▸ **WORKING DATA**
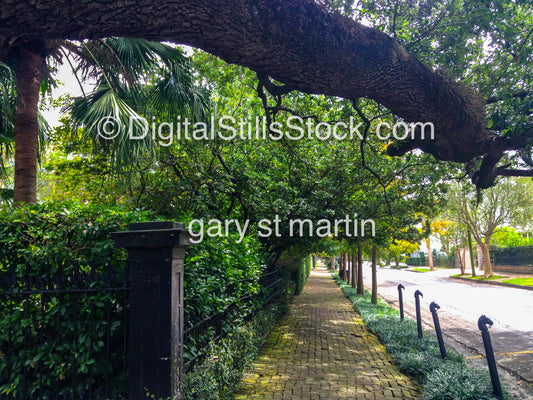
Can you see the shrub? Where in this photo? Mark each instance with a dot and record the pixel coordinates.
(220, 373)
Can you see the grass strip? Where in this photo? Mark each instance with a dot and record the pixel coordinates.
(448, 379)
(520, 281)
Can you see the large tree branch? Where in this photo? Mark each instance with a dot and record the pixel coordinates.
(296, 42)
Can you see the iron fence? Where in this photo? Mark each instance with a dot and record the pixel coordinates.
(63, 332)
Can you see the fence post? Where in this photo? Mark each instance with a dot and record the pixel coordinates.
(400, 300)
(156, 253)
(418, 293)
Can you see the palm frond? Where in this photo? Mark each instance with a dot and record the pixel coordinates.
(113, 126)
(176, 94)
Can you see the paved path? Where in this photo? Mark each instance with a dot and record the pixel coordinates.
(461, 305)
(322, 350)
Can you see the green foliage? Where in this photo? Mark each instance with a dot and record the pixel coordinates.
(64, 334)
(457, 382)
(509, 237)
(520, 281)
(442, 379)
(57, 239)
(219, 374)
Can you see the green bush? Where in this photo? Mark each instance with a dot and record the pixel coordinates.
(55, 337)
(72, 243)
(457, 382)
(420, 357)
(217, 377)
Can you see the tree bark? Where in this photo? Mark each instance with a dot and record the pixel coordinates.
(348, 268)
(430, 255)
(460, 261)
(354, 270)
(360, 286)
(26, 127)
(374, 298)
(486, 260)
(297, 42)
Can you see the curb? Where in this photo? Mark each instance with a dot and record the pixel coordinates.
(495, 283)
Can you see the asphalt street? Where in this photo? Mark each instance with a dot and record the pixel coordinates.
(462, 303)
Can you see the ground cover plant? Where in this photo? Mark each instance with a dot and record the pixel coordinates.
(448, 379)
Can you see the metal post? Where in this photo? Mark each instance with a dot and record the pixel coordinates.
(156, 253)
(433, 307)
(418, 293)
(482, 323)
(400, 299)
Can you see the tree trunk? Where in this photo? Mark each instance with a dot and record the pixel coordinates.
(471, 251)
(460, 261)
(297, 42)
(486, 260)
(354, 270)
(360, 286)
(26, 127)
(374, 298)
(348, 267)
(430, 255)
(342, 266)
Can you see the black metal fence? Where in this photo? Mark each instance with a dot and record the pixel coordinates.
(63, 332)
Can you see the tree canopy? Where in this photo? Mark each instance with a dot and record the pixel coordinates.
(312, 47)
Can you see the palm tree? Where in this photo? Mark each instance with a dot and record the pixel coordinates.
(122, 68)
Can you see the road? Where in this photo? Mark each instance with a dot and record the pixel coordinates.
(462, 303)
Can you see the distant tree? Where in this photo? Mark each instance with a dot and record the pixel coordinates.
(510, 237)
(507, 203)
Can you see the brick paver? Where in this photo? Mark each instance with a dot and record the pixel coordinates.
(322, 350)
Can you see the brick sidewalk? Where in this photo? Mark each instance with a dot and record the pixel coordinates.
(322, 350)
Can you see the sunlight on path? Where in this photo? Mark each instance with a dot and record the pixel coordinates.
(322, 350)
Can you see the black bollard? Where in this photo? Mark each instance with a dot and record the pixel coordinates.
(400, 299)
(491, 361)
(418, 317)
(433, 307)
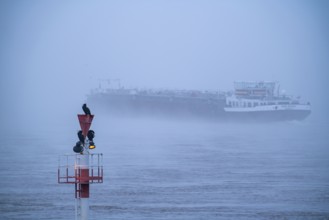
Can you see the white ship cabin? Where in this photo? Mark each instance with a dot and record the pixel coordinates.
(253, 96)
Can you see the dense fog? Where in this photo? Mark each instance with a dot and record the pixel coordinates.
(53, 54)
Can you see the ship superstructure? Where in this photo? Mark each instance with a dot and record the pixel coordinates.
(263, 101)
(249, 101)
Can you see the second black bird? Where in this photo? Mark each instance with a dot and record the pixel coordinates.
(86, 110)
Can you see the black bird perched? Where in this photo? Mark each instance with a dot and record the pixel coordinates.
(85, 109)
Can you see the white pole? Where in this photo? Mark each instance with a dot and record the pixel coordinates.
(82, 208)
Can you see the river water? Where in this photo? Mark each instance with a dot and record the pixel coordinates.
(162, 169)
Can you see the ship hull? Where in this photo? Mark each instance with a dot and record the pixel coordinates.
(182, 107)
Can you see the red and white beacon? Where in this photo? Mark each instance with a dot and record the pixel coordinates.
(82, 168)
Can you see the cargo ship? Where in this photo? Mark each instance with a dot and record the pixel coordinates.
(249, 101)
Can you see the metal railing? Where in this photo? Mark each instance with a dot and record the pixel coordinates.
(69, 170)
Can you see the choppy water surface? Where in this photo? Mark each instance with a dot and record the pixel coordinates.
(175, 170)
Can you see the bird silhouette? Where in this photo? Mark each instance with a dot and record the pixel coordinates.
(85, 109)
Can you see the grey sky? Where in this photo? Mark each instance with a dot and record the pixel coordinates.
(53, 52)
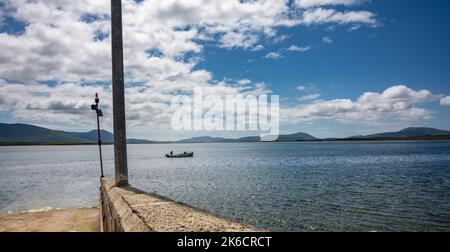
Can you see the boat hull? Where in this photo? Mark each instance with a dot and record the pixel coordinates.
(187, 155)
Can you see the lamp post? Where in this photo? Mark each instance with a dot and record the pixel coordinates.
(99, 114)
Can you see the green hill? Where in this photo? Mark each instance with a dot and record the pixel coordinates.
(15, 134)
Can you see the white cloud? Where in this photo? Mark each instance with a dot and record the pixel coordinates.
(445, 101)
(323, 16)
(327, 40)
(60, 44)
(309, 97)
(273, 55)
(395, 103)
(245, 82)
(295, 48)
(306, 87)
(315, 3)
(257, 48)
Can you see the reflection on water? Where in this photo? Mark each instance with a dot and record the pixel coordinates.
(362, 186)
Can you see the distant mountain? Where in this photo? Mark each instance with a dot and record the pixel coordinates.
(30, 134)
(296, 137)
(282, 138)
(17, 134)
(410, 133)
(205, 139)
--
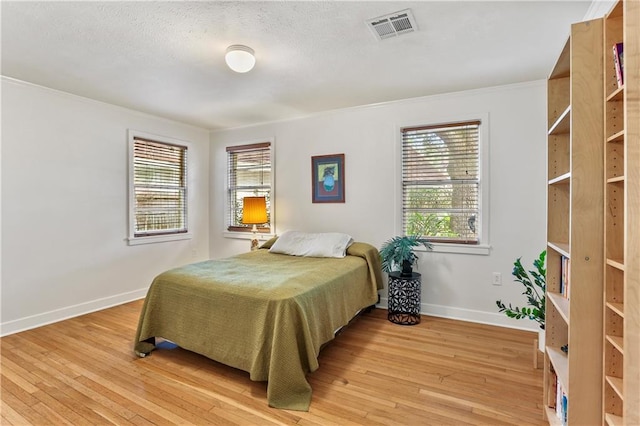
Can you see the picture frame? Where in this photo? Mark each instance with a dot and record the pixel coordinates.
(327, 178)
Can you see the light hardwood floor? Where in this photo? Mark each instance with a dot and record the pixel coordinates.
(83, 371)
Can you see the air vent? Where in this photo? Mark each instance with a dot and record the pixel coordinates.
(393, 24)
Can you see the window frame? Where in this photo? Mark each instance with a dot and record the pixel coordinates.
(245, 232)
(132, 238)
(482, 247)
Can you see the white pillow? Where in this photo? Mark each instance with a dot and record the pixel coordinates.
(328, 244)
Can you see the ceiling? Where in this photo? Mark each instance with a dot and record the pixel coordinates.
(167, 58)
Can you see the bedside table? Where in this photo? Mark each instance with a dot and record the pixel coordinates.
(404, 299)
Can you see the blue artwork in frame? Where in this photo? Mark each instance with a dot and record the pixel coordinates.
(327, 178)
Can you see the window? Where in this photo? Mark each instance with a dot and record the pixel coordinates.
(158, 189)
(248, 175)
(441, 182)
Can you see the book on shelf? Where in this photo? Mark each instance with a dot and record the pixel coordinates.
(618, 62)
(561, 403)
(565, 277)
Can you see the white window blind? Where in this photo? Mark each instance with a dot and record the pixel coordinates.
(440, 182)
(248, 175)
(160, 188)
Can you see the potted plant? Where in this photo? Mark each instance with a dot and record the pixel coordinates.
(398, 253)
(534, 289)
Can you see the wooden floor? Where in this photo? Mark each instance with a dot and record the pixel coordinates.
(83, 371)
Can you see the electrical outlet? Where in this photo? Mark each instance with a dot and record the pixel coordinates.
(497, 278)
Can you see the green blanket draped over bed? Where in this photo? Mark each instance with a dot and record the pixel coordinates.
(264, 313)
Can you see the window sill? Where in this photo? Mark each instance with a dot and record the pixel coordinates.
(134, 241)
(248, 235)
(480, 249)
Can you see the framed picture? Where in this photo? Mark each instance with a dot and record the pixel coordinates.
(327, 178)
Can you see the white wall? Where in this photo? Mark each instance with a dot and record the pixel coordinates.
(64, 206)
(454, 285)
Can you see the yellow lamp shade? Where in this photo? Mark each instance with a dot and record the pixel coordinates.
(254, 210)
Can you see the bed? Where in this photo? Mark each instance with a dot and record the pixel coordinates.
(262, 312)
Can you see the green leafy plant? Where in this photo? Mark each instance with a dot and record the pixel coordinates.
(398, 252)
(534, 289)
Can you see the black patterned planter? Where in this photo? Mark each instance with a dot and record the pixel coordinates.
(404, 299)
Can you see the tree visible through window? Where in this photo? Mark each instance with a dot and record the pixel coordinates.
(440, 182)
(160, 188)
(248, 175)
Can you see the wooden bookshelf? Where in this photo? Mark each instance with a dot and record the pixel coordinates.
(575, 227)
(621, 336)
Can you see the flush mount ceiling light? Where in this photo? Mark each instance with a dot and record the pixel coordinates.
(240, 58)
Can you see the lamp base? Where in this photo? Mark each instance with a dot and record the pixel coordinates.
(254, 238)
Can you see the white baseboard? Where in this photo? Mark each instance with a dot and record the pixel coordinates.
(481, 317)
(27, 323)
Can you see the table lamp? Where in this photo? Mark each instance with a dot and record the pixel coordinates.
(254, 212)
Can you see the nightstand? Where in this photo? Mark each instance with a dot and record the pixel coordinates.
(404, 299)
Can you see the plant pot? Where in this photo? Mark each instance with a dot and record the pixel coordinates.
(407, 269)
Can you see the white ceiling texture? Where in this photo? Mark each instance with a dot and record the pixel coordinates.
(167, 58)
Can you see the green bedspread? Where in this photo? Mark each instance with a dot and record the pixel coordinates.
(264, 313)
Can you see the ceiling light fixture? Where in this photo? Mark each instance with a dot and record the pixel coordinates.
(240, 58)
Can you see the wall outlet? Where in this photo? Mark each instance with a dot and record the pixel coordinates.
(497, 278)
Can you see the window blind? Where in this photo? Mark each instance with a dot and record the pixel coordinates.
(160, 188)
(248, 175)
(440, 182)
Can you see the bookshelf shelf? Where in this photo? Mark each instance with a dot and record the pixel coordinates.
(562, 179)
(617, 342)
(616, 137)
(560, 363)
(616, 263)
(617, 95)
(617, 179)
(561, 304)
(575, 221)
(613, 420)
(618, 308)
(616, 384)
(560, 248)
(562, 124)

▸ **AIM OF THE EXERCISE**
Count the lines in the entries above that contain the string "bookshelf", with case counting. Reply with only the number.

▸ **TASK OUTPUT**
2